Reproduce the time series forecasting page below in full, word for word.

--- Begin PASSAGE ---

Want to Develop Time Series Forecasts with Python?

Introduction to Time Series Forecasting With Python

Develop Your Own Forecasts in Minutes

...with just a few lines of python code

Discover how in my new Ebook:
Introduction to Time Series Forecasting With Python

It covers self-study tutorials and end-to-end projects on topics like:
Loading data, visualization, modeling, algorithm tuning, and much more...

Finally Bring Time Series Forecasting to
Your Own Projects

Skip the Academics. Just Results.

Click to learn more.

54 Responses to 11 Classical Time Series Forecasting Methods in Python (Cheat Sheet)

  1. Adriena Welch August 6, 2018 at 3:20 pm #

    Hi Jason, thanks for such an excellent and comprehensive post on time series. I sincerely appreciate your effort. As you ask for the further topic, just wondering if I can request you for a specific topic I have been struggling to get an output. It’s about Structural Dynamic Factor model ( SDFM) by Barigozzi, M., Conti, A., and Luciani, M. (Do euro area countries respond asymmetrically to the common monetary policy) and Mario Forni Luca Gambetti (The Dynamic Effects of Monetary Policy: A Structural Factor Model Approach). Would it be possible for you to go over and estimate these two models using Python or R? It’s just a request from me and sorry if it doesn’t go with your interest.

    • Jason Brownlee August 7, 2018 at 6:23 am #

      Thanks for the suggestion. I’ve not heard of that method before.

  2. Kamal Singh August 6, 2018 at 6:19 pm #

    I am working on Time series or Prediction with neural network and SVR, I want to this in matlab by scratch can you give me the references of this materials
    Thank you in advance

    • Jason Brownlee August 7, 2018 at 6:26 am #

      Sorry, I don’t have any materials for matlab, it is only really used in universities.

  3. Catalin August 6, 2018 at 8:50 pm #

    Hi Jason! From which editor do you import the python code into the webpage of your article? Or what kind of container it that windowed control used to display the python code?

--- End PASSAGE ---
--- Begin SUPPLIED RECORDS ---

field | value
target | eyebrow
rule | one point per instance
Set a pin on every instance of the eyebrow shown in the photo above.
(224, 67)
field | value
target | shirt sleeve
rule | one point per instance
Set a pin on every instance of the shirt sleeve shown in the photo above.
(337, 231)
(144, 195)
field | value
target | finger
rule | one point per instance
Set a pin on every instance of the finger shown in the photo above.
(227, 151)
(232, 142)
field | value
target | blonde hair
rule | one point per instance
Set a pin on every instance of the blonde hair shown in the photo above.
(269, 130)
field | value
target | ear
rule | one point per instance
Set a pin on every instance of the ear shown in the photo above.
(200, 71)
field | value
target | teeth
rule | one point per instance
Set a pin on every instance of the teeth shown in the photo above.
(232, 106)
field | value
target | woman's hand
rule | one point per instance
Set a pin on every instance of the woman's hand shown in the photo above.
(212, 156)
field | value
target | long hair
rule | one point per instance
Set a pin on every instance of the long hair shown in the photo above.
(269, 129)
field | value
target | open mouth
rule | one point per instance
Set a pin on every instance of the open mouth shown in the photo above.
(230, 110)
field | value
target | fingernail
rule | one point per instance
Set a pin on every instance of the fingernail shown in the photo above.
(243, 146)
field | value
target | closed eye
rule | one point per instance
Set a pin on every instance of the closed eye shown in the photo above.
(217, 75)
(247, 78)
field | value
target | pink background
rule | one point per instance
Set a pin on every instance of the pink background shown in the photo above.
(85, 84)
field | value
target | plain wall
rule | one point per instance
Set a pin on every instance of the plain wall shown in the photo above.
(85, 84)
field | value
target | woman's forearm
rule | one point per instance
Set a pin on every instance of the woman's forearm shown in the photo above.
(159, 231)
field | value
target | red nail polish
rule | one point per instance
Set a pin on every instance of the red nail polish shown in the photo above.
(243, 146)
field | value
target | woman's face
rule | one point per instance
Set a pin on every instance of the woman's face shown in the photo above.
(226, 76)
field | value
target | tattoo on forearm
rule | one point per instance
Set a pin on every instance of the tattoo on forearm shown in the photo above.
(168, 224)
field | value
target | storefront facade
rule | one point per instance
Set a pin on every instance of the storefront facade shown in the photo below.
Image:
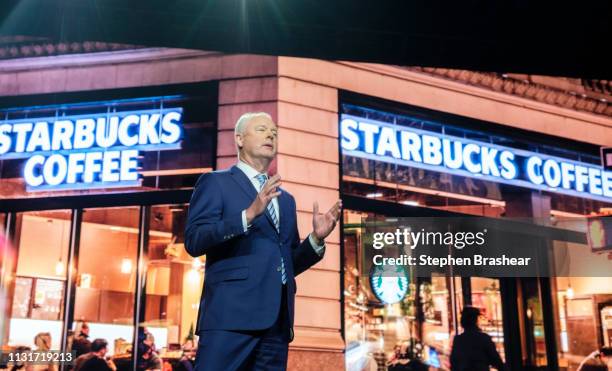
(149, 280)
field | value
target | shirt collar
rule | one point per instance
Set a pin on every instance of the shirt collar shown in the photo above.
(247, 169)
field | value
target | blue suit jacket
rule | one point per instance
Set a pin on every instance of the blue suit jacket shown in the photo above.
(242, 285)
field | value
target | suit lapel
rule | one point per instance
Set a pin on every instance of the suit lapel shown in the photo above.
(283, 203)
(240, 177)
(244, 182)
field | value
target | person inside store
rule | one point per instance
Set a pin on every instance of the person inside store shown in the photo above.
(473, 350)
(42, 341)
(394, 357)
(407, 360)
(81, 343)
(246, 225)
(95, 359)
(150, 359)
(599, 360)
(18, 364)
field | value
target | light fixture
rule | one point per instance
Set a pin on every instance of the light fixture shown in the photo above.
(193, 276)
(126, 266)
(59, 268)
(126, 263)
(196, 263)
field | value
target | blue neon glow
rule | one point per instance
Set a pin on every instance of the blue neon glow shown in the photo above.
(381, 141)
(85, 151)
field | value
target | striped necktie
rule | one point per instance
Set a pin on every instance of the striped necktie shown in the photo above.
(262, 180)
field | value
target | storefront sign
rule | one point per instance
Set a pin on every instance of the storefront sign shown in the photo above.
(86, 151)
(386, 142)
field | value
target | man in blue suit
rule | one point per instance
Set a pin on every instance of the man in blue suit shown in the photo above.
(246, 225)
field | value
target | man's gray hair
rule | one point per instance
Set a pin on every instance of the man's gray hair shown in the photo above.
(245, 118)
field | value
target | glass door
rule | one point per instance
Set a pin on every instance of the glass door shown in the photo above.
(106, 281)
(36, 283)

--- End SUPPLIED RECORDS ---
--- Begin SUPPLIED RECORDS ---

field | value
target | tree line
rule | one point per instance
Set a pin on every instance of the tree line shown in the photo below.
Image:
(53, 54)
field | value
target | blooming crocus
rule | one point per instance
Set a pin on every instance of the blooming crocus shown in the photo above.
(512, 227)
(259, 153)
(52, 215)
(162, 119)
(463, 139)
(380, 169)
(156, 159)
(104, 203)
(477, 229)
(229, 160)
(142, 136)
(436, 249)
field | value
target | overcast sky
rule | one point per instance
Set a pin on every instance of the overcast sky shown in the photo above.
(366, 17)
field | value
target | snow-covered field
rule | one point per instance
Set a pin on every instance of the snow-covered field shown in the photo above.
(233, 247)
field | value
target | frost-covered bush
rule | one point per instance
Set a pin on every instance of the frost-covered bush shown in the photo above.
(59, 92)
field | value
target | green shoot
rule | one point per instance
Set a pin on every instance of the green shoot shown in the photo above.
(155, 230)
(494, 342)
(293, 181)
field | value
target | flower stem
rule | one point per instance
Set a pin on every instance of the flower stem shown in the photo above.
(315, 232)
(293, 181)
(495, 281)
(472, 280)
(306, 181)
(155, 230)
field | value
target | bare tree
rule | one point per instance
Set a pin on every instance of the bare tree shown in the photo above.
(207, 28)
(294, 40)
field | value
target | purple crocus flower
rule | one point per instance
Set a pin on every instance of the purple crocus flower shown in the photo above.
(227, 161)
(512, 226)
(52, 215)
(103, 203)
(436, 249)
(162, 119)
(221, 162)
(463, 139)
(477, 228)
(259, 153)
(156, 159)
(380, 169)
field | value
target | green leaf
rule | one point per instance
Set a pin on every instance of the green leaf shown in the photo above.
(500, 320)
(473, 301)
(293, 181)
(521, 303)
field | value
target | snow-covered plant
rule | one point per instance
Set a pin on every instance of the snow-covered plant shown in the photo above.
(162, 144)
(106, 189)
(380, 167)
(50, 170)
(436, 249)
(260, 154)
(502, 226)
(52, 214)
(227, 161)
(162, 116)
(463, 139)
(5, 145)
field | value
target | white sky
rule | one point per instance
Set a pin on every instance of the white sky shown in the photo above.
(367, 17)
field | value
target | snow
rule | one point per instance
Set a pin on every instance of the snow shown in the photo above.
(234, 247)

--- End SUPPLIED RECORDS ---
--- Begin SUPPLIED RECORDS ---

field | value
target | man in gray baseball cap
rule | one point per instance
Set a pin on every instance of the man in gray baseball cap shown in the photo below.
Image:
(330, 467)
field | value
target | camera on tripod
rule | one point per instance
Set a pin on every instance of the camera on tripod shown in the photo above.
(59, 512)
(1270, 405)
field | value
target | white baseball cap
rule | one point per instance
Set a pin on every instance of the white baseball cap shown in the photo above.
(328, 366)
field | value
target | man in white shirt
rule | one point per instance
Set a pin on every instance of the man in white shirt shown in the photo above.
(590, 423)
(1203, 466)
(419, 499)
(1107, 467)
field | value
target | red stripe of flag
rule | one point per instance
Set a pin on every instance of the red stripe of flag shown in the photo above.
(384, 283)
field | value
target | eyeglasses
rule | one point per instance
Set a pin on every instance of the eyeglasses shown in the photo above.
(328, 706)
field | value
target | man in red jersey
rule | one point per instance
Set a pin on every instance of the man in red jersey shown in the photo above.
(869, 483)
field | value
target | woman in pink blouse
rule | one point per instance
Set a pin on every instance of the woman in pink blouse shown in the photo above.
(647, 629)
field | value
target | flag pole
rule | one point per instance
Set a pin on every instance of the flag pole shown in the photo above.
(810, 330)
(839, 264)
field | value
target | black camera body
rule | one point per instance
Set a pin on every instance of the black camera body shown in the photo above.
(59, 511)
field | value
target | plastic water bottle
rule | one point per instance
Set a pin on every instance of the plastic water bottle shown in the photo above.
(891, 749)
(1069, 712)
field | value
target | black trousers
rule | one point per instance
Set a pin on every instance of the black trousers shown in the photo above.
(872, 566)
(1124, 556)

--- End SUPPLIED RECORDS ---

§ ANSWER FOR THE TASK
Want to Develop Time Series Forecasts with Python?

Introduction to Time Series Forecasting With Python

Develop Your Own Forecasts in Minutes

...with just a few lines of python code

Discover how in my new Ebook:
Introduction to Time Series Forecasting With Python

It covers self-study tutorials and end-to-end projects on topics like:
Loading data, visualization, modeling, algorithm tuning, and much more...

Finally Bring Time Series Forecasting to
Your Own Projects

Skip the Academics. Just Results.

Click to learn more.

54 Responses to 11 Classical Time Series Forecasting Methods in Python (Cheat Sheet)

  1. Adriena Welch August 6, 2018 at 3:20 pm #

    Hi Jason, thanks for such an excellent and comprehensive post on time series. I sincerely appreciate your effort. As you ask for the further topic, just wondering if I can request you for a specific topic I have been struggling to get an output. It’s about Structural Dynamic Factor model ( SDFM) by Barigozzi, M., Conti, A., and Luciani, M. (Do euro area countries respond asymmetrically to the common monetary policy) and Mario Forni Luca Gambetti (The Dynamic Effects of Monetary Policy: A Structural Factor Model Approach). Would it be possible for you to go over and estimate these two models using Python or R? It’s just a request from me and sorry if it doesn’t go with your interest.

    • Jason Brownlee August 7, 2018 at 6:23 am #

      Thanks for the suggestion. I’ve not heard of that method before.

  2. Kamal Singh August 6, 2018 at 6:19 pm #

    I am working on Time series or Prediction with neural network and SVR, I want to this in matlab by scratch can you give me the references of this materials
    Thank you in advance

    • Jason Brownlee August 7, 2018 at 6:26 am #

      Sorry, I don’t have any materials for matlab, it is only really used in universities.

  3. Catalin August 6, 2018 at 8:50 pm #

    Hi Jason! From which editor do you import the python code into the webpage of your article? Or what kind of container it that windowed control used to display the python code?